* Exercise objective: Identify the line in which "Would you be able to point out the rock in" appears, then reproduce that line and all remaining lines of the records word for word.

Stored items:
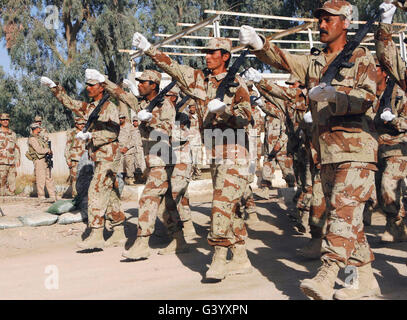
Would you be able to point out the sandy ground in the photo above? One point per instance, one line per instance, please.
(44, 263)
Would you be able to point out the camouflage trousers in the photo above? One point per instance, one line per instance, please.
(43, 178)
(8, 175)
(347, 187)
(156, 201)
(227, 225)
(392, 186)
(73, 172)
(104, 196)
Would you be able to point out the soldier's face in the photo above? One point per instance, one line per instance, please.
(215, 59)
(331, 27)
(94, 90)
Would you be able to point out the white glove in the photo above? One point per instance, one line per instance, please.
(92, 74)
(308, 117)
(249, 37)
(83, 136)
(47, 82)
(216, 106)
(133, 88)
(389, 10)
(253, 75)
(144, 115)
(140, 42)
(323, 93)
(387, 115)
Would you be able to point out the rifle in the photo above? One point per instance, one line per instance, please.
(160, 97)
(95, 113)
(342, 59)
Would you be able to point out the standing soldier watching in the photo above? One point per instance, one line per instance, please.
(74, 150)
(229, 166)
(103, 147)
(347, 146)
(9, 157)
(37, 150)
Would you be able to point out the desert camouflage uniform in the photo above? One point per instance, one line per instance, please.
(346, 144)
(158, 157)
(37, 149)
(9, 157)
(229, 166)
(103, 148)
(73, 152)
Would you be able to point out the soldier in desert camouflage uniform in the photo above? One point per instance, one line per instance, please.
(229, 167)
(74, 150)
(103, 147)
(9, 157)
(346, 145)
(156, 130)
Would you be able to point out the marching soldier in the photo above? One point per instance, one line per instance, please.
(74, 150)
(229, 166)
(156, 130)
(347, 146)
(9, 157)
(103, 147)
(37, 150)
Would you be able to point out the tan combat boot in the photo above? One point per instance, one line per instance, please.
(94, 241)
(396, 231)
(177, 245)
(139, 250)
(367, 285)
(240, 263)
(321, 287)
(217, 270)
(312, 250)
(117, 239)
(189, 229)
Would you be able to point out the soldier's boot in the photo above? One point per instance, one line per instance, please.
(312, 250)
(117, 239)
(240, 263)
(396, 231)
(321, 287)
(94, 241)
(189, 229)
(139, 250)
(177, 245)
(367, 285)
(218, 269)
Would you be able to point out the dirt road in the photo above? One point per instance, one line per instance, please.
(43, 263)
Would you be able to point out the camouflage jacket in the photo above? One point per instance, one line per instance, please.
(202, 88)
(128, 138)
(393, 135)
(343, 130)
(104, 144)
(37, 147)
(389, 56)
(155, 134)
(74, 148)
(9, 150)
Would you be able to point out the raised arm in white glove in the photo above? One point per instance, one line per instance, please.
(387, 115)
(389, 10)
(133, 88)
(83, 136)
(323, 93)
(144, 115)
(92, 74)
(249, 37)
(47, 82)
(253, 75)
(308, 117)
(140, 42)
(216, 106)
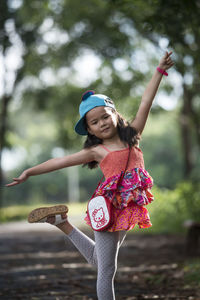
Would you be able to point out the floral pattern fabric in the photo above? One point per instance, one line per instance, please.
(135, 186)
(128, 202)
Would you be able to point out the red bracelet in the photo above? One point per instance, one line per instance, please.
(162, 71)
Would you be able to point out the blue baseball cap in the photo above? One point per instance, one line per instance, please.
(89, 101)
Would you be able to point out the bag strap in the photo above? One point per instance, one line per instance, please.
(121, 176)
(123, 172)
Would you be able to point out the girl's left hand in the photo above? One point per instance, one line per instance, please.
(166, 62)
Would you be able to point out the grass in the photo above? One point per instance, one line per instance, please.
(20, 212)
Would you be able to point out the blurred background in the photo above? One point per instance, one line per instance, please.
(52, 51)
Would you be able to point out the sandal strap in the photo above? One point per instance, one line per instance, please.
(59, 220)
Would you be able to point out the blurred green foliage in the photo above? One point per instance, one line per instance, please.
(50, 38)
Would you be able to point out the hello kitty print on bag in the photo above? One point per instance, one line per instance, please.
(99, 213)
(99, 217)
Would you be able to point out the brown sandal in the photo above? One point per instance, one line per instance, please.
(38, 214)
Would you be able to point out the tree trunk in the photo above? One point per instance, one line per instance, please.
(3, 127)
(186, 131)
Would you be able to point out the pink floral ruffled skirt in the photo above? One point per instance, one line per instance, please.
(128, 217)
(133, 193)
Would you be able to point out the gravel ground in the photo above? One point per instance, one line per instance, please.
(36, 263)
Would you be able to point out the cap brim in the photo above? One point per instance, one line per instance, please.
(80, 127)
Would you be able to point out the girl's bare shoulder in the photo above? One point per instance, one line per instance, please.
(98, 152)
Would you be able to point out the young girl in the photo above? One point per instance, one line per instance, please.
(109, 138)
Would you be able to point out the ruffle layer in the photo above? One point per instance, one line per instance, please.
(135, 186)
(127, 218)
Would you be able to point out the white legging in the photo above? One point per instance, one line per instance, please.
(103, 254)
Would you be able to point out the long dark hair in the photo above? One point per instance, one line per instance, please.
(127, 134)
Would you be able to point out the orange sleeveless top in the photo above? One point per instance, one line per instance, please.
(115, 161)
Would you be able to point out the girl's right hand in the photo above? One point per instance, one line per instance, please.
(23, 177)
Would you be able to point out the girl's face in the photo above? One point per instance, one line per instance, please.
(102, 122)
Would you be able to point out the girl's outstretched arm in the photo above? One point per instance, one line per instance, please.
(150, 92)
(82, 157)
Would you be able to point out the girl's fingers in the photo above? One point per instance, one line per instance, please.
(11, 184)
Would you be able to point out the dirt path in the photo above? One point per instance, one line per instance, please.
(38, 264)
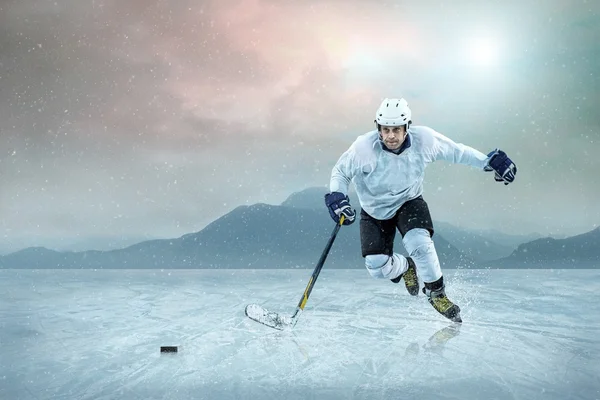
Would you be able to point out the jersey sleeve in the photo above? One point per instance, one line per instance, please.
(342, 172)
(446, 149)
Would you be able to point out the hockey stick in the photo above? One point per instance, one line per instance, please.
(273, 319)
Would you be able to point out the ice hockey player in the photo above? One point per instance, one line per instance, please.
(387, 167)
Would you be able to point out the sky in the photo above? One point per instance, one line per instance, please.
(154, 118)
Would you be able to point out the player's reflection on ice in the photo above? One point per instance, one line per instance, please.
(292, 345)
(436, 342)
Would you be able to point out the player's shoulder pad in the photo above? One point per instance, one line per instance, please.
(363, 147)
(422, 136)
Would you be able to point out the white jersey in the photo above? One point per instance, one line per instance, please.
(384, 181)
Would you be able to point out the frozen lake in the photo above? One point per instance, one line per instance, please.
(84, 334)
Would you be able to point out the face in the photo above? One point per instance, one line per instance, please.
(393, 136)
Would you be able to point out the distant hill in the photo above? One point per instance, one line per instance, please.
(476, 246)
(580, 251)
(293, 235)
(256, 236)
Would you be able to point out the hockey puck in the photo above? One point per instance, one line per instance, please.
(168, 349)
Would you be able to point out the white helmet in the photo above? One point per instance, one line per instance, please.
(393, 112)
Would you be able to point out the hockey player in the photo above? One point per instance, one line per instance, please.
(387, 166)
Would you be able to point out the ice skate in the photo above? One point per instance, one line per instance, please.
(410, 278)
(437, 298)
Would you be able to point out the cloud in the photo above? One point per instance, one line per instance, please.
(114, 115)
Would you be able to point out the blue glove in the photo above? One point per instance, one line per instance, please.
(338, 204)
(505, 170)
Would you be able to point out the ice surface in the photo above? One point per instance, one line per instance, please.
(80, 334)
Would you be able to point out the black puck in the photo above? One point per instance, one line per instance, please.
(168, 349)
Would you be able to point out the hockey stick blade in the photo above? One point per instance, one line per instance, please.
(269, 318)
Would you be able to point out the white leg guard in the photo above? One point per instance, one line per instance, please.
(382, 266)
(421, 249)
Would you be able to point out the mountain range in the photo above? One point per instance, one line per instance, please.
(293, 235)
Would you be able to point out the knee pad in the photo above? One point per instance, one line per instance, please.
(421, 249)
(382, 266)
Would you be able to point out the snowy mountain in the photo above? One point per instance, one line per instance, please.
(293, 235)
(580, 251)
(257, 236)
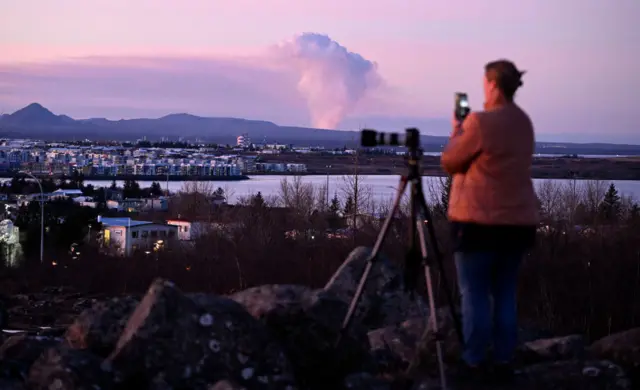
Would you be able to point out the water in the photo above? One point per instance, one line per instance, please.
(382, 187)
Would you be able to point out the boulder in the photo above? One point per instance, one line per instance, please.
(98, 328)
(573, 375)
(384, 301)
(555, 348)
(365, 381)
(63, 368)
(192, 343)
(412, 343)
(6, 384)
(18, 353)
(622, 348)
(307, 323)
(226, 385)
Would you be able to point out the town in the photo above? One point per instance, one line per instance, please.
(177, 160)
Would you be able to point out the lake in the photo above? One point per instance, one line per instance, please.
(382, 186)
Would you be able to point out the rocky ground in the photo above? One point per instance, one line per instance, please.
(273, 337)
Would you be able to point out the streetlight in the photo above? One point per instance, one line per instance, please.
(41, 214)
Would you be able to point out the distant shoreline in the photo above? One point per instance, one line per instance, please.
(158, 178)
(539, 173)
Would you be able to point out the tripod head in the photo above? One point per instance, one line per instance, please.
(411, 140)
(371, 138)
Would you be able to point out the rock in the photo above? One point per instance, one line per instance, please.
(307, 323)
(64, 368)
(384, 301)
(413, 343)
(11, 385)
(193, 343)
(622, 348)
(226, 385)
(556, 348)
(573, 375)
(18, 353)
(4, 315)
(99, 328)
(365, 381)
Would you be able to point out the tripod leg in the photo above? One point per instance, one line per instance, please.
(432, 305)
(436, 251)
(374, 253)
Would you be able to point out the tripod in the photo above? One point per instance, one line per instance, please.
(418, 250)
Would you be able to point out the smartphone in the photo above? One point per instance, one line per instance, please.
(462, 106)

* Final result:
Would you be able to point out the rock in the photo above? One point per instance, one line per instance, please.
(307, 323)
(64, 368)
(384, 301)
(413, 343)
(11, 385)
(193, 343)
(622, 348)
(226, 385)
(556, 348)
(573, 375)
(18, 353)
(4, 315)
(99, 328)
(365, 381)
Would you be able to point out the tripod leg in the photo above? One point per instance, one line per instance, please.
(432, 305)
(436, 251)
(374, 253)
Would you be able to point out the tripod in the photo above? One point per instance, one line per instance, please.
(418, 250)
Would you be able to point out the smartphone in the photo above? One point per instance, one line per instance, please.
(462, 106)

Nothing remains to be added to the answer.